**Assignment**
Among the lines below, keep only those from the one containing "343H590L589 392L593 397L592" through the one containing "box: [622, 291, 689, 339]", and reproduce them exactly.

**Saved data entries**

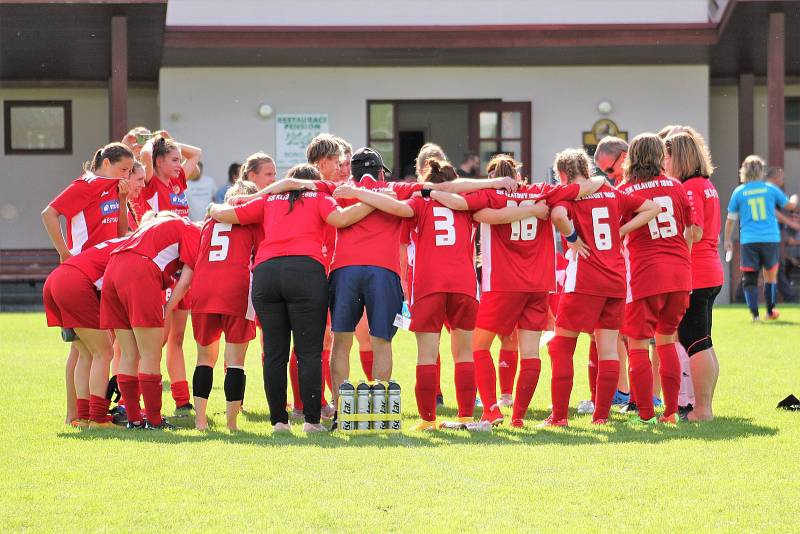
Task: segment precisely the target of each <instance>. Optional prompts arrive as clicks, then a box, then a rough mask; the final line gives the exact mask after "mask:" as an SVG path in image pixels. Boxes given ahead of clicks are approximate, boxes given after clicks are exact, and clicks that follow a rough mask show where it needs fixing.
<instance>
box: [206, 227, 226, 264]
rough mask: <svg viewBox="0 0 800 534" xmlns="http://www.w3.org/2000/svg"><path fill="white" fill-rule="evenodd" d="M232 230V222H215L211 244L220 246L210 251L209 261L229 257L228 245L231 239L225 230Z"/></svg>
mask: <svg viewBox="0 0 800 534" xmlns="http://www.w3.org/2000/svg"><path fill="white" fill-rule="evenodd" d="M230 231H231V225H230V224H225V223H214V231H213V232H212V233H211V246H212V247H220V248H218V249H217V250H213V249H212V250H209V251H208V261H223V260H225V259H226V258H227V257H228V245H229V244H230V241H231V240H230V238H229V237H228V236H226V235H223V232H230Z"/></svg>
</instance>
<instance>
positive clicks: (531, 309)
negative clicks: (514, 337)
mask: <svg viewBox="0 0 800 534" xmlns="http://www.w3.org/2000/svg"><path fill="white" fill-rule="evenodd" d="M548 302H549V300H548V294H547V293H526V292H522V291H489V292H488V293H484V294H483V295H481V305H480V309H479V310H478V328H481V329H483V330H488V331H489V332H494V333H496V334H500V335H501V336H510V335H511V334H512V333H513V332H514V329H515V328H521V329H523V330H531V331H534V332H541V331H542V330H545V329H546V328H547V305H548Z"/></svg>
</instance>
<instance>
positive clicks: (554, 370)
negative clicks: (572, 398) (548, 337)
mask: <svg viewBox="0 0 800 534" xmlns="http://www.w3.org/2000/svg"><path fill="white" fill-rule="evenodd" d="M577 342H578V339H577V338H574V337H566V336H555V337H554V338H553V339H551V340H550V343H548V345H547V350H548V352H549V353H550V361H551V363H552V367H553V372H552V377H551V379H550V399H551V400H552V403H553V413H552V417H553V419H554V420H556V421H558V420H561V419H566V418H567V415H568V410H569V395H570V393H572V380H573V378H574V375H575V370H574V368H573V366H572V357H573V355H574V354H575V345H576V344H577Z"/></svg>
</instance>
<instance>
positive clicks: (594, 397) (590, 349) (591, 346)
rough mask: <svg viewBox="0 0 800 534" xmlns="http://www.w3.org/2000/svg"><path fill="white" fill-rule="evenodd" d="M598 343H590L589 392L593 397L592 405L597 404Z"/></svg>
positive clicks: (589, 360) (589, 359)
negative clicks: (597, 355) (597, 351)
mask: <svg viewBox="0 0 800 534" xmlns="http://www.w3.org/2000/svg"><path fill="white" fill-rule="evenodd" d="M597 362H598V356H597V343H595V342H594V341H590V342H589V391H590V392H591V395H592V404H597V369H598V367H597V365H598V364H597Z"/></svg>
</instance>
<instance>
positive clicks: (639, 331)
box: [622, 291, 689, 339]
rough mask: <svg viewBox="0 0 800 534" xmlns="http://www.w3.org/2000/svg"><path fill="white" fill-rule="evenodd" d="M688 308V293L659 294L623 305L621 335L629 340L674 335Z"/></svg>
mask: <svg viewBox="0 0 800 534" xmlns="http://www.w3.org/2000/svg"><path fill="white" fill-rule="evenodd" d="M688 307H689V292H688V291H673V292H672V293H660V294H658V295H651V296H649V297H644V298H642V299H637V300H634V301H633V302H629V303H628V304H626V305H625V323H624V325H623V327H622V333H623V334H625V335H626V336H628V337H629V338H631V339H650V338H652V337H653V336H654V335H656V334H663V335H670V334H674V333H675V331H676V330H677V329H678V325H679V324H680V322H681V319H683V315H684V314H685V313H686V309H687V308H688Z"/></svg>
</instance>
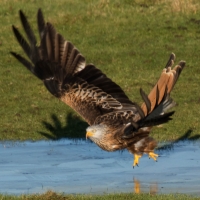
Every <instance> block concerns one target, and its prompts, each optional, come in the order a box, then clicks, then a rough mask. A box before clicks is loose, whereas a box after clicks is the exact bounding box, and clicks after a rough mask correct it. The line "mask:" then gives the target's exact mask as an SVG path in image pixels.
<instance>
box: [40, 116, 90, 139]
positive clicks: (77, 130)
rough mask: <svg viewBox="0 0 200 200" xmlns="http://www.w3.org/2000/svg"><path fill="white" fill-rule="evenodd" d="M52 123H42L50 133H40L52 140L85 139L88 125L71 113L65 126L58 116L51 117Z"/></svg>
mask: <svg viewBox="0 0 200 200" xmlns="http://www.w3.org/2000/svg"><path fill="white" fill-rule="evenodd" d="M51 119H52V121H53V122H52V123H51V122H47V121H42V124H43V126H44V128H45V129H46V130H47V131H48V132H42V131H39V133H40V134H41V135H42V136H44V137H46V138H47V139H50V140H60V139H64V138H71V139H82V138H84V137H85V130H86V128H87V127H88V124H87V123H86V122H84V121H83V120H81V118H80V117H78V116H76V115H74V114H73V113H69V114H68V115H67V116H66V118H65V125H63V123H62V122H61V120H60V119H59V117H58V116H56V115H55V114H52V115H51Z"/></svg>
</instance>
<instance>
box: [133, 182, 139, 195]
mask: <svg viewBox="0 0 200 200" xmlns="http://www.w3.org/2000/svg"><path fill="white" fill-rule="evenodd" d="M134 192H135V193H136V194H140V181H138V180H135V179H134Z"/></svg>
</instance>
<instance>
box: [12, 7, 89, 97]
mask: <svg viewBox="0 0 200 200" xmlns="http://www.w3.org/2000/svg"><path fill="white" fill-rule="evenodd" d="M19 15H20V19H21V22H22V26H23V28H24V31H25V33H26V36H27V39H28V42H27V40H26V39H25V38H24V37H23V36H22V35H21V33H20V32H19V31H18V29H17V28H16V27H15V26H12V29H13V33H14V35H15V37H16V39H17V40H18V42H19V44H20V45H21V47H22V49H23V50H24V52H25V53H26V55H27V57H28V58H29V60H30V61H29V60H27V59H25V58H24V57H22V56H21V55H19V54H17V53H15V52H11V54H12V55H13V56H14V57H15V58H16V59H17V60H18V61H20V62H21V63H22V64H23V65H24V66H25V67H26V68H27V69H28V70H29V71H31V72H32V73H33V74H34V75H35V76H36V77H38V78H39V79H41V80H43V81H44V84H45V86H46V87H47V89H48V90H49V91H50V92H51V93H52V94H53V95H55V96H57V97H59V95H60V94H59V93H60V92H61V84H63V81H64V80H65V78H66V77H67V76H69V75H73V74H75V73H77V72H79V71H81V70H82V69H84V68H85V58H84V57H83V56H82V55H81V54H80V52H79V51H78V50H77V49H76V48H75V47H74V46H73V44H71V43H70V42H68V41H65V40H64V38H63V37H62V36H61V35H60V34H59V33H57V32H56V30H55V29H54V27H53V26H52V25H51V24H50V23H45V21H44V17H43V14H42V11H41V9H39V10H38V14H37V22H38V31H39V36H40V46H37V40H36V37H35V35H34V32H33V30H32V28H31V26H30V24H29V23H28V21H27V18H26V16H25V15H24V13H23V12H22V11H21V10H20V11H19Z"/></svg>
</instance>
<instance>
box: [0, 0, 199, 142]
mask: <svg viewBox="0 0 200 200" xmlns="http://www.w3.org/2000/svg"><path fill="white" fill-rule="evenodd" d="M2 5H3V6H1V8H0V20H1V27H2V28H1V30H0V53H1V63H0V65H1V66H0V76H1V79H0V84H1V90H0V95H1V102H0V106H1V111H0V113H1V116H3V117H1V123H0V139H1V140H27V139H29V140H30V139H31V140H39V139H46V138H53V139H59V138H62V137H85V128H86V127H87V124H86V123H84V122H83V121H82V120H81V119H80V118H79V117H78V116H77V114H76V113H75V112H73V111H72V110H71V109H70V108H69V107H68V106H66V105H64V104H63V103H61V102H59V100H57V99H55V98H54V97H53V96H51V95H50V94H49V93H48V92H47V90H46V88H45V87H44V86H43V84H42V82H40V81H39V80H38V79H37V78H35V77H33V76H32V74H30V73H29V72H28V71H27V70H26V69H25V68H24V67H23V66H21V64H20V63H18V62H17V61H16V60H15V59H14V58H13V57H11V55H10V54H9V51H11V50H12V51H16V52H21V53H23V52H22V50H21V48H20V47H19V45H18V44H17V42H16V40H15V38H14V36H13V34H12V31H11V25H12V24H15V25H16V26H17V27H18V28H19V29H20V30H22V27H21V24H20V21H19V16H18V10H19V9H21V8H23V10H24V12H25V13H26V15H27V16H28V18H29V21H30V23H31V24H32V25H33V27H34V29H35V31H36V29H37V27H36V12H37V9H38V7H41V8H43V12H44V15H45V19H47V21H50V22H51V23H52V24H54V26H55V27H56V29H57V30H58V31H59V32H60V33H61V34H62V35H63V36H64V37H65V38H66V39H68V40H69V41H72V42H73V43H74V44H75V45H76V47H77V48H78V49H79V50H80V51H81V52H82V54H83V55H84V56H85V57H86V59H87V62H88V63H90V62H92V63H95V65H96V66H97V67H98V68H100V69H101V70H102V71H103V72H105V73H106V74H107V75H108V77H110V78H112V79H113V80H114V81H115V82H117V83H118V84H119V85H120V86H121V87H122V88H123V89H124V91H125V92H126V93H127V95H128V96H129V97H130V98H131V99H132V100H133V101H136V102H138V103H141V98H140V95H139V88H140V87H142V88H143V89H144V90H145V91H146V92H148V91H149V90H150V89H151V85H152V84H154V83H155V82H156V80H157V79H158V77H159V75H160V72H161V70H162V69H163V67H164V66H165V64H166V61H167V60H168V57H169V55H170V53H171V52H174V53H175V54H176V55H177V61H179V60H186V62H187V67H186V68H185V69H184V71H183V73H182V74H181V77H180V80H179V81H178V83H177V85H176V87H175V88H174V91H173V92H172V97H173V98H174V100H175V101H176V102H177V103H178V106H177V107H176V108H175V110H176V113H175V115H174V120H173V121H171V122H170V123H169V124H167V125H164V126H163V127H162V128H161V129H160V128H155V129H154V131H153V132H152V135H153V136H154V137H156V138H157V139H158V140H169V139H170V140H173V139H176V138H178V137H180V136H181V135H183V134H184V133H185V132H187V131H188V130H189V129H190V130H192V132H193V133H192V134H194V135H195V134H199V130H200V124H199V104H200V96H199V94H198V90H199V84H200V81H199V73H200V70H199V51H200V45H199V41H200V26H199V23H200V14H199V10H200V3H198V1H189V0H184V1H178V0H176V3H173V2H172V1H170V0H169V1H167V0H160V1H159V0H151V1H144V0H135V1H132V0H125V1H119V0H115V1H108V0H99V1H89V0H85V1H81V2H80V1H67V2H66V1H64V0H61V1H59V3H56V2H53V1H51V2H50V3H49V2H48V1H42V2H40V1H31V2H28V1H25V0H24V1H18V0H15V1H6V0H3V1H2ZM185 7H187V10H186V9H185ZM194 7H195V9H194ZM69 113H70V116H71V118H70V119H71V120H70V119H69V117H68V115H69ZM72 122H73V125H72ZM74 125H75V126H74ZM66 129H67V130H66ZM41 133H42V134H41Z"/></svg>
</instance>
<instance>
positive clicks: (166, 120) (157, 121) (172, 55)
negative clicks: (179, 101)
mask: <svg viewBox="0 0 200 200" xmlns="http://www.w3.org/2000/svg"><path fill="white" fill-rule="evenodd" d="M174 60H175V54H174V53H172V54H171V56H170V58H169V61H168V62H167V64H166V67H165V68H164V69H163V71H162V73H161V75H160V78H159V79H158V81H157V83H156V84H155V86H154V87H153V89H152V90H151V92H150V93H149V95H148V96H147V95H146V94H145V92H144V91H143V90H142V89H140V94H141V96H142V98H143V100H144V103H143V104H142V106H141V109H142V111H143V113H144V118H143V119H142V120H141V122H140V123H141V125H140V126H141V127H144V126H150V125H152V126H153V125H154V126H155V125H158V124H162V123H166V122H168V121H169V120H170V119H171V118H170V117H171V116H172V115H173V114H174V111H172V112H169V113H166V111H168V110H169V109H170V108H172V107H174V106H175V102H174V101H173V99H172V98H171V97H170V93H171V91H172V89H173V87H174V85H175V84H176V82H177V80H178V78H179V76H180V74H181V72H182V70H183V68H184V66H185V61H180V62H179V64H178V65H176V66H175V67H174V68H173V69H171V67H172V66H173V64H174Z"/></svg>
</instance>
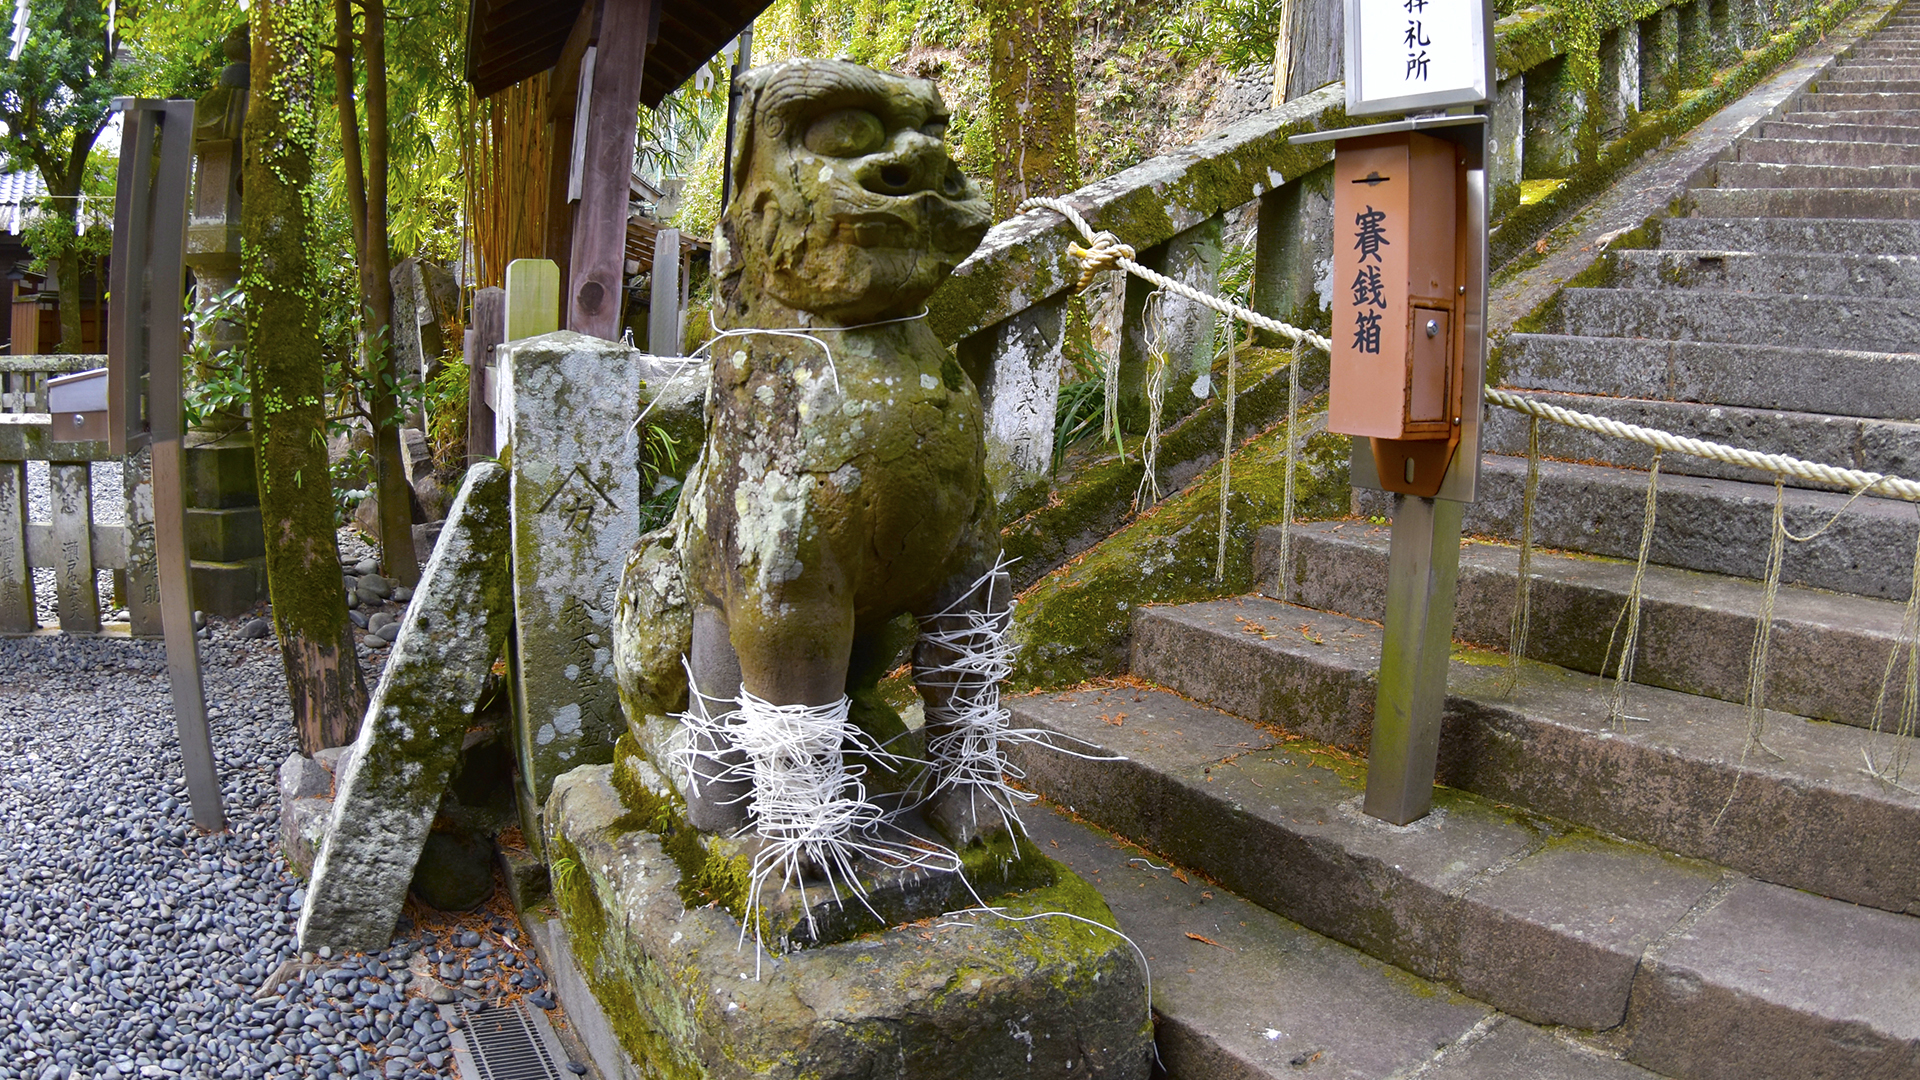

**Completed exercise**
rough mask: <svg viewBox="0 0 800 534" xmlns="http://www.w3.org/2000/svg"><path fill="white" fill-rule="evenodd" d="M598 343H590L589 392L593 397L592 405L597 404Z"/></svg>
positive clicks: (589, 360) (589, 359)
negative clicks: (597, 355) (597, 351)
mask: <svg viewBox="0 0 800 534" xmlns="http://www.w3.org/2000/svg"><path fill="white" fill-rule="evenodd" d="M597 362H598V356H597V343H595V342H594V341H590V342H589V391H590V392H591V395H592V404H597V369H598V367H597V365H598V364H597Z"/></svg>
</instance>
<instance>
positive clicks: (639, 331)
box: [622, 291, 689, 339]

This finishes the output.